>> Begin Stored data

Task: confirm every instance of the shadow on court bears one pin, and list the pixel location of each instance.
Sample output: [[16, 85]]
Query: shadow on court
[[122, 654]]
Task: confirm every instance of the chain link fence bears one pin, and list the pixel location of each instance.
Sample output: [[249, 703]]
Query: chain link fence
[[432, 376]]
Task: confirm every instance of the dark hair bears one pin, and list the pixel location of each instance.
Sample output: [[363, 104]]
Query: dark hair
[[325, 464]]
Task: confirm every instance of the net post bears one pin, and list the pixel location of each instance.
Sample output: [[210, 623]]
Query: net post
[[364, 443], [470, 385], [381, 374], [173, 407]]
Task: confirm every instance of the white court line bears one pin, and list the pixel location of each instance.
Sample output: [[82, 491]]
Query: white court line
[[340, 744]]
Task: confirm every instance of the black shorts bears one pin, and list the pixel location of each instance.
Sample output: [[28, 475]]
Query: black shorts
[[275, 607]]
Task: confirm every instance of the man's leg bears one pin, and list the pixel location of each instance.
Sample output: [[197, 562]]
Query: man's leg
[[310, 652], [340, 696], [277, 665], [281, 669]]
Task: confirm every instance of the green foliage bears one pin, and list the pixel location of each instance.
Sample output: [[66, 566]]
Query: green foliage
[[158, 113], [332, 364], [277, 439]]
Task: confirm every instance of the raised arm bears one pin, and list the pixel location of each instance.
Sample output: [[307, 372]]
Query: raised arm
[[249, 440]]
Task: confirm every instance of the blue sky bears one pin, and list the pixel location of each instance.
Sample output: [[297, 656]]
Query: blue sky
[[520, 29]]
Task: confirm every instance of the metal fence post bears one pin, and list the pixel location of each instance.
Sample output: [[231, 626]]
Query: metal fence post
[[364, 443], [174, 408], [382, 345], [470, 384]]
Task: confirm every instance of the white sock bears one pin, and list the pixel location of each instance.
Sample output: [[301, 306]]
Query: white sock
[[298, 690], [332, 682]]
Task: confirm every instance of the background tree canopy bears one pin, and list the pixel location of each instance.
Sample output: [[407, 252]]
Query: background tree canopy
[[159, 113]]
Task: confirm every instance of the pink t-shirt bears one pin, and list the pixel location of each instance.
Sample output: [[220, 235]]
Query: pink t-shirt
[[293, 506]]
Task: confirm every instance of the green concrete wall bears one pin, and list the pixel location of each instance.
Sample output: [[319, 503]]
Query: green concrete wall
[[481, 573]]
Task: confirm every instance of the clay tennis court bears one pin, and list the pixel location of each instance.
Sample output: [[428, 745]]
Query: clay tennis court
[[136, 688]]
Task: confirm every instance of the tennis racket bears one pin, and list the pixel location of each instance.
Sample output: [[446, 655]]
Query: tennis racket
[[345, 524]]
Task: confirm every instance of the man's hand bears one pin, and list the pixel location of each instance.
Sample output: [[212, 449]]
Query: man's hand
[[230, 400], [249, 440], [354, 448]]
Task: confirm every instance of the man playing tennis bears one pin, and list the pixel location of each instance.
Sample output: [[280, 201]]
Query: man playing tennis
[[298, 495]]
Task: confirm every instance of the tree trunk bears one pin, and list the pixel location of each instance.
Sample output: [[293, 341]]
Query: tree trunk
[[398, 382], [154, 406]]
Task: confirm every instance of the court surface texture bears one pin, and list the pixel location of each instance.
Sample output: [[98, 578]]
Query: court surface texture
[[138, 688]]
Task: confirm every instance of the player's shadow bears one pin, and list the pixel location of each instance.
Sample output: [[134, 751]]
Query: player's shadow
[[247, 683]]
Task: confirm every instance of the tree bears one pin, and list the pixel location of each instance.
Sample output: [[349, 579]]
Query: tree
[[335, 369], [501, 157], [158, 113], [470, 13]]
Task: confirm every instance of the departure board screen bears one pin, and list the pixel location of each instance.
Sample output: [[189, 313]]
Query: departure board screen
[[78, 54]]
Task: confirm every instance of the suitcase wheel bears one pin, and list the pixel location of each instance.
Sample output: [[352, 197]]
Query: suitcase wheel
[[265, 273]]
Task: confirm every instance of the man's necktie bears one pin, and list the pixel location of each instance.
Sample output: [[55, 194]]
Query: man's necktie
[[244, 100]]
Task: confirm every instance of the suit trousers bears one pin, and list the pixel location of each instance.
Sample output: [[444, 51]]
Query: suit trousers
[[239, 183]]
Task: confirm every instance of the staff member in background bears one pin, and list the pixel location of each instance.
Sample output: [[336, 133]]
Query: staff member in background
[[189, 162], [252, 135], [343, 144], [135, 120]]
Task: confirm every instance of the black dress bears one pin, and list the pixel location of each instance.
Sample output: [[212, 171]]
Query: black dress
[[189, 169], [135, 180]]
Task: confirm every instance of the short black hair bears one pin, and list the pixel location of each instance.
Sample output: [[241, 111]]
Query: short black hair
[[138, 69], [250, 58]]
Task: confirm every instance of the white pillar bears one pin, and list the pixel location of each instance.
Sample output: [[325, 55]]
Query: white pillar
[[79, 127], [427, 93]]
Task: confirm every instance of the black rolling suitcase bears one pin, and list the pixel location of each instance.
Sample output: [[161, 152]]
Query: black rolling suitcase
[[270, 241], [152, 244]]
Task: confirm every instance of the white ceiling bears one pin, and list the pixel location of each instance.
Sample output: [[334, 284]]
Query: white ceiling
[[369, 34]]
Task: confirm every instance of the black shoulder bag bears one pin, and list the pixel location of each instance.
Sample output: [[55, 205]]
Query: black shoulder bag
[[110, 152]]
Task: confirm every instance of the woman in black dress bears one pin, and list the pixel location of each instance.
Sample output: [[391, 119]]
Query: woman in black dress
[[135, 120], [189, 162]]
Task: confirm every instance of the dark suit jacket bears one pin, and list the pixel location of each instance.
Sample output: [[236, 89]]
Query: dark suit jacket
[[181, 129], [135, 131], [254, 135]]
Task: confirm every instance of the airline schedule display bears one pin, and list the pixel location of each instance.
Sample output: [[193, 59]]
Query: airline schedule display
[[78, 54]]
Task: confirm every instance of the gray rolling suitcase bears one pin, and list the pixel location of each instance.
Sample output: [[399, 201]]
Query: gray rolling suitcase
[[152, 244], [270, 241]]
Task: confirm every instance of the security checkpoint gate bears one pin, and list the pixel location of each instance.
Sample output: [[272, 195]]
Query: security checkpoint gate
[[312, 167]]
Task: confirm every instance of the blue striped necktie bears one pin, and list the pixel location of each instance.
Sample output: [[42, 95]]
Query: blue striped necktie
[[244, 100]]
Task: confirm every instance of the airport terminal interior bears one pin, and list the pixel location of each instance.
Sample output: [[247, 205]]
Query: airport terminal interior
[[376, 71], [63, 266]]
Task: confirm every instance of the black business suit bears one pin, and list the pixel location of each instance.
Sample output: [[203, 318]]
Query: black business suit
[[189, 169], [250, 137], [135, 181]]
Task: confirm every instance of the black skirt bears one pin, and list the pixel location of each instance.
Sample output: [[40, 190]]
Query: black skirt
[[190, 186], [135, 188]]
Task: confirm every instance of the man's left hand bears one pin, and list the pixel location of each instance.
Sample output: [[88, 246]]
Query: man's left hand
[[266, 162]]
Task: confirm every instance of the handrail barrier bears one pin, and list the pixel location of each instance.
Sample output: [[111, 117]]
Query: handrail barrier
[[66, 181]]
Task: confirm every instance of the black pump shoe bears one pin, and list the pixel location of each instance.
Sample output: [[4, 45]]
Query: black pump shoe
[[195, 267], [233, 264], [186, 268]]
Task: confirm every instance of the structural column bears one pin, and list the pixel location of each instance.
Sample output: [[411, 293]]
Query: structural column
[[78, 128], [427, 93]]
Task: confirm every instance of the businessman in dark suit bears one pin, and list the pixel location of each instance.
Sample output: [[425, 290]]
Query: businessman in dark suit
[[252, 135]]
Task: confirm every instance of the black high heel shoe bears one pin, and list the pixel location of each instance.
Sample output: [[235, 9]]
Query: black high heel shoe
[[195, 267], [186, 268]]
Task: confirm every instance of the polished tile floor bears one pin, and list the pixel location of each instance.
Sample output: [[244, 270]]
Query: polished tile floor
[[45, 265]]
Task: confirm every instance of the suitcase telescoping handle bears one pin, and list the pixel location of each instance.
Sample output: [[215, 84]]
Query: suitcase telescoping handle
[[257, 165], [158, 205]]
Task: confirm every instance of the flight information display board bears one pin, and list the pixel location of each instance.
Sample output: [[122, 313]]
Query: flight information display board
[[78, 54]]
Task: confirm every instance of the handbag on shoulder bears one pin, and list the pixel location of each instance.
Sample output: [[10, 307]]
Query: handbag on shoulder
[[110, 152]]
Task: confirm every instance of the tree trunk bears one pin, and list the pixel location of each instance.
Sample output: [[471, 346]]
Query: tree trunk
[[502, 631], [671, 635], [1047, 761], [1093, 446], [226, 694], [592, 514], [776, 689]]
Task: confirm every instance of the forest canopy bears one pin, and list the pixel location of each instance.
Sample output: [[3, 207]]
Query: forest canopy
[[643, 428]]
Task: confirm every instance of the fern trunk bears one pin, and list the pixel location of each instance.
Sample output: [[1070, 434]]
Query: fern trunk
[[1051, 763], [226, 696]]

>> End Stored data

**Problem**
Copy the data starting with the line that contains "Task: confirm every instance of the chain" and going on through the line that contains "[[432, 376]]", replacing "chain link fence" with "wire mesh fence" and changing nothing else.

**Task output**
Task: confirm every instance of the wire mesh fence bears one pin, and list the pixel location of each instance.
Sample output: [[249, 703]]
Query: wire mesh fence
[[432, 376]]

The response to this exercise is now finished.